* _Written request_: Gather every line in the rows below that contains the string "roof", treating uppercase and lowercase as different.

(Excerpts of location labeling data)
#####

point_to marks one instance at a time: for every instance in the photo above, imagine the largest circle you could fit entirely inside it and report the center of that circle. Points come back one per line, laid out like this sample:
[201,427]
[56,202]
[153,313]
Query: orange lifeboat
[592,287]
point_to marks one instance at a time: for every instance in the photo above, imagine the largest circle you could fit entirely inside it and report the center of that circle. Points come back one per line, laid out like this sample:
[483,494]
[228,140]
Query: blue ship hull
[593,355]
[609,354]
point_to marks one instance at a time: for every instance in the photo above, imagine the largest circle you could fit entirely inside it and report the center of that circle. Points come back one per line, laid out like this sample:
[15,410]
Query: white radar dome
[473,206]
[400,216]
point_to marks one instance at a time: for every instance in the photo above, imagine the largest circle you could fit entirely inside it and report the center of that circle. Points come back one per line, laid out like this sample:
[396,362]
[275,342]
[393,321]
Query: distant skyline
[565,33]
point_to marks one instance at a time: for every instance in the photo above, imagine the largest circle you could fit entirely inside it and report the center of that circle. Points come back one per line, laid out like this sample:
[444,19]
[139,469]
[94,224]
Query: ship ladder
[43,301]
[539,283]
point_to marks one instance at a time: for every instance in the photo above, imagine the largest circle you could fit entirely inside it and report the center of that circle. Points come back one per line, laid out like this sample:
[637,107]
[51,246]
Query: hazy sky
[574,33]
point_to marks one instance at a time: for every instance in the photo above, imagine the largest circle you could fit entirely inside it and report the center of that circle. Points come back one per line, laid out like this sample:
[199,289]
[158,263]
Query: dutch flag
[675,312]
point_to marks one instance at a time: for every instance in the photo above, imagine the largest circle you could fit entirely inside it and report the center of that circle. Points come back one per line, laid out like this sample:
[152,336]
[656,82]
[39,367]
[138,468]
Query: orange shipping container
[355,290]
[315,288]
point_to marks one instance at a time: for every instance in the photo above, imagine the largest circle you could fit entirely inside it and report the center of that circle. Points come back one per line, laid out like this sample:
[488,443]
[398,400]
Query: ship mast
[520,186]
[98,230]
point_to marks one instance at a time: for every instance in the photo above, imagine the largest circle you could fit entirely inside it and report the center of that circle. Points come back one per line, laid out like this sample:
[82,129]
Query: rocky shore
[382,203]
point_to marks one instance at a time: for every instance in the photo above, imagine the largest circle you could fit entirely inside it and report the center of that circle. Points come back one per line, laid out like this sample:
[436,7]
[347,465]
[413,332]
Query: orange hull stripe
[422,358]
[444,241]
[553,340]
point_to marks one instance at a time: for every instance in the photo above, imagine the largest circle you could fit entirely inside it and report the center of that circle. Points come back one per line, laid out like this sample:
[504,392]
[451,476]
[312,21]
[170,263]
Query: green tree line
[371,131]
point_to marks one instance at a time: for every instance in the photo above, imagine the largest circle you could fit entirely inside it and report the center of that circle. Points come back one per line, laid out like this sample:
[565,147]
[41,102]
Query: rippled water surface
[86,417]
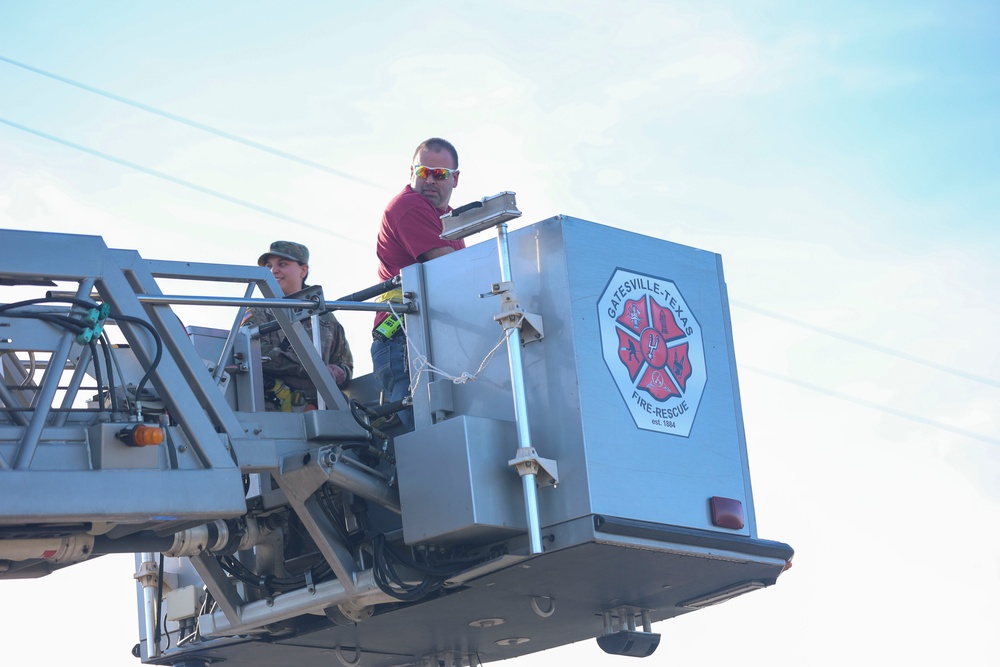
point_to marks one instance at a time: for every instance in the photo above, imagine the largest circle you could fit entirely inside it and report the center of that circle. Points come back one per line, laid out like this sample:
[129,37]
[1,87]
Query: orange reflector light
[726,512]
[141,435]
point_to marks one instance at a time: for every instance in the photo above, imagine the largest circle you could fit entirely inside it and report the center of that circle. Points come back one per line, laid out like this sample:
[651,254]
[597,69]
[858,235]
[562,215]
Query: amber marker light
[726,512]
[141,435]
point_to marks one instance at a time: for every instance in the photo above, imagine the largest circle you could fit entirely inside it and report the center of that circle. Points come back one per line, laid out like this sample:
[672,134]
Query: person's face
[289,274]
[437,192]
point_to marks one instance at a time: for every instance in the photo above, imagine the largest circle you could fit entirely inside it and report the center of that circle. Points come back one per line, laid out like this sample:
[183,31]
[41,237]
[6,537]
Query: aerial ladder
[578,466]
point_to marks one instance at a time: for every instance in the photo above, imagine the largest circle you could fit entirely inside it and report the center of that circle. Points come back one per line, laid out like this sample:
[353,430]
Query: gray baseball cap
[287,249]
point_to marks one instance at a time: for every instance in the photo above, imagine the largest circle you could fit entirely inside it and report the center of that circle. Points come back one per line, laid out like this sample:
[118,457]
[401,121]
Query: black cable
[156,357]
[97,374]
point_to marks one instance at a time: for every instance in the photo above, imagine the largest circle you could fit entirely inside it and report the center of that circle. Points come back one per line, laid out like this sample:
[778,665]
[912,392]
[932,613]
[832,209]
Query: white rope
[422,365]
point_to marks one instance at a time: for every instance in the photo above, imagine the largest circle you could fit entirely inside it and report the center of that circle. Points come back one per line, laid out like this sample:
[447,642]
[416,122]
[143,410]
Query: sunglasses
[439,173]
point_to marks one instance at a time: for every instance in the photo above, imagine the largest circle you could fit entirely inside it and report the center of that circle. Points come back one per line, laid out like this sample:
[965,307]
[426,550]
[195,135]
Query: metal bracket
[511,314]
[528,462]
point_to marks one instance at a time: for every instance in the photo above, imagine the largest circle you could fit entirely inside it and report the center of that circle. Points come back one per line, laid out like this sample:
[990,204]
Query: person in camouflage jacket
[287,384]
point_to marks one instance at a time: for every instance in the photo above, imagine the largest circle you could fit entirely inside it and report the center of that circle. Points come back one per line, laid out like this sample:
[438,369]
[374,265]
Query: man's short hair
[437,144]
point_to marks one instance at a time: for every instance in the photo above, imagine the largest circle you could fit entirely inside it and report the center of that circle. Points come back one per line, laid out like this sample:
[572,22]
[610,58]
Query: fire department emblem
[653,347]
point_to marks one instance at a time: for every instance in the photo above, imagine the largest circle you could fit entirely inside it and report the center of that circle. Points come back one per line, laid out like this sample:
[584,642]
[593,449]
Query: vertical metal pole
[220,367]
[46,393]
[528,483]
[318,344]
[149,603]
[74,386]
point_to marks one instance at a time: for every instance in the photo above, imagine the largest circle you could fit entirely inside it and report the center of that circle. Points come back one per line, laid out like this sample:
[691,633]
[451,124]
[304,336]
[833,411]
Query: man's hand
[339,375]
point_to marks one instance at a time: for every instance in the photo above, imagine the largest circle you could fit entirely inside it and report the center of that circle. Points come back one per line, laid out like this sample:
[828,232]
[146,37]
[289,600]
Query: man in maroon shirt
[410,233]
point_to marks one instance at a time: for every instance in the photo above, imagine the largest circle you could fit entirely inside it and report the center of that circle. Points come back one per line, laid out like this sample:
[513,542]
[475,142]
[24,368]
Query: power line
[864,343]
[178,181]
[881,408]
[190,123]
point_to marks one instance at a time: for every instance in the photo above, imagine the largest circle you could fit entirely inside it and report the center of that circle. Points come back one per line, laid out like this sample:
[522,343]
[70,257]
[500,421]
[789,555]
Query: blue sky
[843,158]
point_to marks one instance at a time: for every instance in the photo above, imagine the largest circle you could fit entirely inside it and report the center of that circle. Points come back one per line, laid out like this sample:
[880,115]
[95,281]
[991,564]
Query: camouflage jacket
[279,361]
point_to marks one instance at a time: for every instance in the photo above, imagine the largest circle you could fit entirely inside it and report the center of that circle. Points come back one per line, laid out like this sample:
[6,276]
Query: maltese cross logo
[652,346]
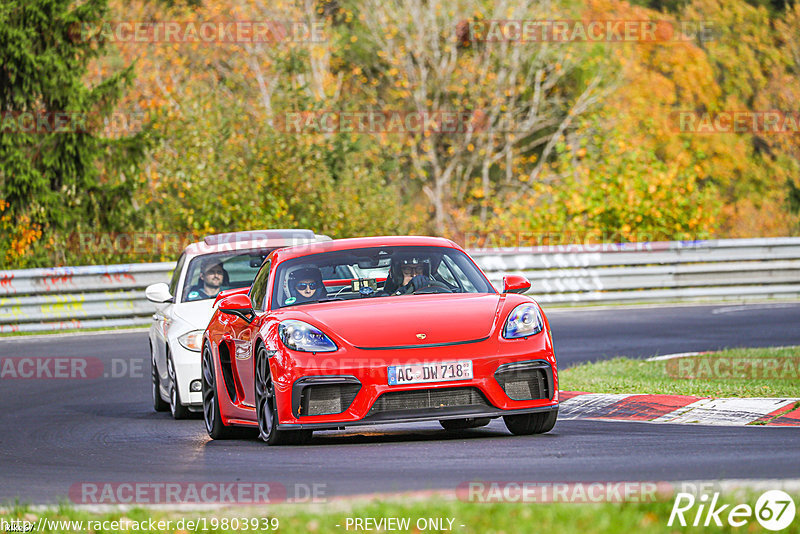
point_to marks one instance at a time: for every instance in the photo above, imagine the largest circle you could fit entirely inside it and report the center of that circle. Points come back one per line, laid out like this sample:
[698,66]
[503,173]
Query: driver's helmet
[306,275]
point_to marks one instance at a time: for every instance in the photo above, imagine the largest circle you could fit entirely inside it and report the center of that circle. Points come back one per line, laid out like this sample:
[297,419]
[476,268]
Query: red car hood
[401,321]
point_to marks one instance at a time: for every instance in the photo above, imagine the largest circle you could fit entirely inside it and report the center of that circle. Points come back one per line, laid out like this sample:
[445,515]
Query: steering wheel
[433,287]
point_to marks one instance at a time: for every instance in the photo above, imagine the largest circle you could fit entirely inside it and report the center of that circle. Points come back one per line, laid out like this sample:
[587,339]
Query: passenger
[212,277]
[305,285]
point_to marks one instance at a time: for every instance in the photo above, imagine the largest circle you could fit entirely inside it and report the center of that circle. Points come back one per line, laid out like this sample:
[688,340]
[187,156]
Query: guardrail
[66,298]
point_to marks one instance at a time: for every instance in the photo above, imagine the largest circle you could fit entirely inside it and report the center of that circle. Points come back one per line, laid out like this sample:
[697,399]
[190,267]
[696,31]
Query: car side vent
[524,381]
[327,399]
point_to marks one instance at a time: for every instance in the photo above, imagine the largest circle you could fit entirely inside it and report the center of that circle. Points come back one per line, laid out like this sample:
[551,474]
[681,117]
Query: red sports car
[376,330]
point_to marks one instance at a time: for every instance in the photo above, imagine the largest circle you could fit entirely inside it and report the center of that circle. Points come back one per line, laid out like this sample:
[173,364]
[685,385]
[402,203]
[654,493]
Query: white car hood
[197,313]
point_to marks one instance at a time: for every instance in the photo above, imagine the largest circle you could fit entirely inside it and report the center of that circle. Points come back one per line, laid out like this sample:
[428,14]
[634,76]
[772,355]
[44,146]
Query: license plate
[430,372]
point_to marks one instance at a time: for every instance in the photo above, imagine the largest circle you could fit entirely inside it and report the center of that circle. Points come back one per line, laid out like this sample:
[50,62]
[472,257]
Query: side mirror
[238,305]
[514,283]
[158,293]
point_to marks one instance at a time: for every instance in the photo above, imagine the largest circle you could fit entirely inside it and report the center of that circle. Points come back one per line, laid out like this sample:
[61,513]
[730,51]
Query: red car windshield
[376,272]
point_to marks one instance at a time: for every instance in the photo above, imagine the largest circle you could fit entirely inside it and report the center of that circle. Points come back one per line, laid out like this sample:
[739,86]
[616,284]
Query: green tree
[58,178]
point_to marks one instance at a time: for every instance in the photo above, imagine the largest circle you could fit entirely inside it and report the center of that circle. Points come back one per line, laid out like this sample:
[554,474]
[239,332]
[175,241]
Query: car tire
[159,404]
[213,420]
[531,423]
[267,407]
[178,410]
[464,424]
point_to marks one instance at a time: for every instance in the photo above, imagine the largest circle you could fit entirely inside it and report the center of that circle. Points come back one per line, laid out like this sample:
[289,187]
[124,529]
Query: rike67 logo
[774,510]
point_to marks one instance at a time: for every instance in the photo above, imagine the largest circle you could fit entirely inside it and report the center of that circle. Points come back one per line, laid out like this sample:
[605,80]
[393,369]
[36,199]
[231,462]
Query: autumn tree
[58,177]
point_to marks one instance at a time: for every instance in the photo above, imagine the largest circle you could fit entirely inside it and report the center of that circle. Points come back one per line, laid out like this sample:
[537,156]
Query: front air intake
[426,399]
[324,395]
[526,380]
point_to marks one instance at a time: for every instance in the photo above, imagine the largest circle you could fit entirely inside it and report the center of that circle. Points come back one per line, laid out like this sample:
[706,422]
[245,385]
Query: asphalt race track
[57,434]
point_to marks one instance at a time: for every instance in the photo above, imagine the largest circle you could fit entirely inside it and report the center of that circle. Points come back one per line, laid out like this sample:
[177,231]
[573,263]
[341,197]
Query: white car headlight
[304,337]
[523,321]
[192,340]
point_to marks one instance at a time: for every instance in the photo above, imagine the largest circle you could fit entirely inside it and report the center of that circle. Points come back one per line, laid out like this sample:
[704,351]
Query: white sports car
[184,307]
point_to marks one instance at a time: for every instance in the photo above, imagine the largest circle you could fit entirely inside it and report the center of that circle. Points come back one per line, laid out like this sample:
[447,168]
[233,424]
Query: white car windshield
[376,272]
[209,274]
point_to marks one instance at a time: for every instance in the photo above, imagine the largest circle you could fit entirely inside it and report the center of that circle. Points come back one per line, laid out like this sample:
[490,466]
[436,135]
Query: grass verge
[767,372]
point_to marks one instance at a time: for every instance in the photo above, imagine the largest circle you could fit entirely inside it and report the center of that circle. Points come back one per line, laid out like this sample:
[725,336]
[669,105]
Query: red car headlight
[304,337]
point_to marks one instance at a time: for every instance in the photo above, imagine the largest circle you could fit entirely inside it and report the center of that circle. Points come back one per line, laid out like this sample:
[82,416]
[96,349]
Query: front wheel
[531,423]
[159,404]
[211,416]
[267,408]
[178,410]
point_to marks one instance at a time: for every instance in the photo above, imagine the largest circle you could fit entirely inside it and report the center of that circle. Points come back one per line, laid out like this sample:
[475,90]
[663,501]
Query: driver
[306,284]
[212,277]
[408,273]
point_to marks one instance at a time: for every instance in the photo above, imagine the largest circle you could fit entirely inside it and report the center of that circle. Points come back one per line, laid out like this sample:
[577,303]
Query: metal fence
[66,298]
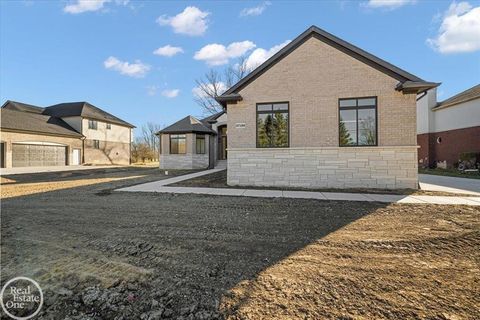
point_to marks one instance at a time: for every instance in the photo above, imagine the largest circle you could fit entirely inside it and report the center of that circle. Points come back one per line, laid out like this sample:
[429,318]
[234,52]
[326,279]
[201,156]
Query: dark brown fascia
[79,136]
[224,99]
[417,87]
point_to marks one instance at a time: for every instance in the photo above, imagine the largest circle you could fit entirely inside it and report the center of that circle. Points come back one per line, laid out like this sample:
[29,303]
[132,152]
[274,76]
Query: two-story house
[63,134]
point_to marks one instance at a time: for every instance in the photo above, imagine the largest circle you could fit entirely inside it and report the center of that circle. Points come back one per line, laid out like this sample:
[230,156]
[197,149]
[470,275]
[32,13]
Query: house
[194,144]
[63,134]
[448,128]
[321,113]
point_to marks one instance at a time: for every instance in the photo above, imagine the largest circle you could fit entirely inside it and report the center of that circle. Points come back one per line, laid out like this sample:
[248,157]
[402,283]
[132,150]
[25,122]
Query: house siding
[312,78]
[16,137]
[189,160]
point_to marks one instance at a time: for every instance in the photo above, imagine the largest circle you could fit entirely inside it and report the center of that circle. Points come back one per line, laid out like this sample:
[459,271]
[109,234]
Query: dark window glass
[358,122]
[200,143]
[178,144]
[272,125]
[92,124]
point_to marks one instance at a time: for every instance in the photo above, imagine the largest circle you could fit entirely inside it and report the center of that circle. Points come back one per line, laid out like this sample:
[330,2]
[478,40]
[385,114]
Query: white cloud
[168,51]
[260,55]
[255,11]
[136,70]
[192,21]
[217,54]
[199,93]
[171,93]
[80,6]
[84,5]
[459,31]
[388,4]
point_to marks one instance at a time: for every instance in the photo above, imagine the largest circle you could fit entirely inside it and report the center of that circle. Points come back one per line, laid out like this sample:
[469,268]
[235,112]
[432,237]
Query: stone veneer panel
[357,167]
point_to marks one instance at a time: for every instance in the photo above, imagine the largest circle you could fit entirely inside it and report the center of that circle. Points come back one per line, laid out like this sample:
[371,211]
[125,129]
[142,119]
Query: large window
[178,144]
[200,143]
[358,122]
[92,124]
[272,125]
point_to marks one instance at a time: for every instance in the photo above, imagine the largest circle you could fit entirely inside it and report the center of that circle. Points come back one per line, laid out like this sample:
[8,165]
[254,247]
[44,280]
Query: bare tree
[150,139]
[214,83]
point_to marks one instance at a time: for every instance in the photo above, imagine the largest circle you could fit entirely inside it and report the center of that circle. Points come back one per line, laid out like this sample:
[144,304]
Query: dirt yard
[99,254]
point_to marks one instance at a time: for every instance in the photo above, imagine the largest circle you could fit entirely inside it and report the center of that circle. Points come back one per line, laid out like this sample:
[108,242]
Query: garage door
[35,155]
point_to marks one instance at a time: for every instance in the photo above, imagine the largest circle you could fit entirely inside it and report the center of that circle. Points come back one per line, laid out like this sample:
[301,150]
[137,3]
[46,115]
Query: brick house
[64,134]
[323,113]
[448,128]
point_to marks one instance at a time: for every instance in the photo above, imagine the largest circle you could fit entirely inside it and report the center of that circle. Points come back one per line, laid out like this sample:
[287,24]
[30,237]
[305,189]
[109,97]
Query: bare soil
[219,180]
[100,254]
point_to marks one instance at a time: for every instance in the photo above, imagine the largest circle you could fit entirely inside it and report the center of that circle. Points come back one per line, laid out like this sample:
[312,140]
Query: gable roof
[36,123]
[464,96]
[20,106]
[86,110]
[188,124]
[401,75]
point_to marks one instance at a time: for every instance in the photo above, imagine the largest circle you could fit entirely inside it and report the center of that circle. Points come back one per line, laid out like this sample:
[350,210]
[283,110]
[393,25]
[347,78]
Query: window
[358,122]
[272,125]
[92,124]
[200,143]
[178,144]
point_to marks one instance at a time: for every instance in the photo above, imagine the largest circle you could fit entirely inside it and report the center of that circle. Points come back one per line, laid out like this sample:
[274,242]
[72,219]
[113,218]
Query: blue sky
[103,51]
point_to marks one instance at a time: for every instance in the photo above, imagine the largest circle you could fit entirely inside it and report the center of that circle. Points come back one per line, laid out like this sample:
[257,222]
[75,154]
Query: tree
[215,82]
[150,139]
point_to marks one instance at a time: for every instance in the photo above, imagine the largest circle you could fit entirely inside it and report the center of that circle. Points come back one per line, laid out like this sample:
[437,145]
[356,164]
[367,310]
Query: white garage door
[36,155]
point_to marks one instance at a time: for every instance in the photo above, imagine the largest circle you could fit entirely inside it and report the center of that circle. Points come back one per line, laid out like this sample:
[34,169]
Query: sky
[139,59]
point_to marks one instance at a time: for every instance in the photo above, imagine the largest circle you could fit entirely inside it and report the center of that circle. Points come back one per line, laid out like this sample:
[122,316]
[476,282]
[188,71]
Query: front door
[76,157]
[222,143]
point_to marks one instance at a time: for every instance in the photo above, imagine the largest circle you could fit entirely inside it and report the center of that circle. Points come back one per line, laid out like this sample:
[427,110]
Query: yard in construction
[104,254]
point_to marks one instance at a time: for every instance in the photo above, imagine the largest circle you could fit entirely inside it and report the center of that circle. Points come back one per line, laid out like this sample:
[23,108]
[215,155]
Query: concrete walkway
[161,186]
[25,170]
[449,184]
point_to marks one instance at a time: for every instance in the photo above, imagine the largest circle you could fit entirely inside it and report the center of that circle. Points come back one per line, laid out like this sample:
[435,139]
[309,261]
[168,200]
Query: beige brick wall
[312,78]
[328,167]
[189,160]
[13,137]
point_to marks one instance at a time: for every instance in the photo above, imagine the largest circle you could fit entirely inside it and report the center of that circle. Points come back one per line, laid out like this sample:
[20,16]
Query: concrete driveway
[449,184]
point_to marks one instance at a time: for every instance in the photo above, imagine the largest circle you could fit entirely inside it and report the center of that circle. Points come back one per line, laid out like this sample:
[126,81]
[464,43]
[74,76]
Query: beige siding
[13,137]
[189,160]
[312,78]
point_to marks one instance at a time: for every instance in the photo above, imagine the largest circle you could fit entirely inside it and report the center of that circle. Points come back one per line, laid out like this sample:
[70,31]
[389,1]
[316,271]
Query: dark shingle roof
[467,95]
[188,124]
[342,45]
[213,117]
[19,106]
[35,123]
[84,109]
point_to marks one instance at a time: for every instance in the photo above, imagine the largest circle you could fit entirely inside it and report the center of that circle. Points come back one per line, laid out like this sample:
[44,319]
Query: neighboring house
[448,128]
[322,113]
[193,144]
[64,134]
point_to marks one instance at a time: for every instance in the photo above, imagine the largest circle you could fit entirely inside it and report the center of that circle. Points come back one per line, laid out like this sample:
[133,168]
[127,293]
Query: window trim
[93,127]
[268,112]
[356,108]
[204,138]
[170,142]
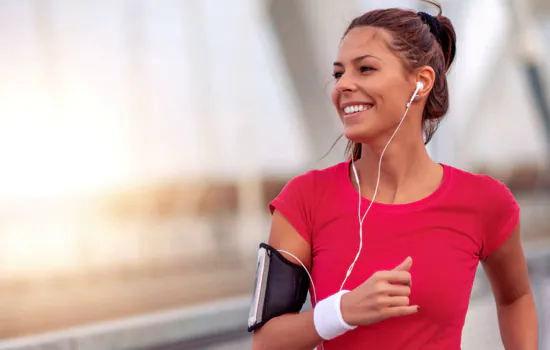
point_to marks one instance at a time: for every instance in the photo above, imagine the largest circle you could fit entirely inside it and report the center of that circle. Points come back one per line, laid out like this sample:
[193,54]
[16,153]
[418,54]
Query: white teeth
[355,109]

#####

* _Answer to this task_:
Query: gable roof
Query: dark shingle roof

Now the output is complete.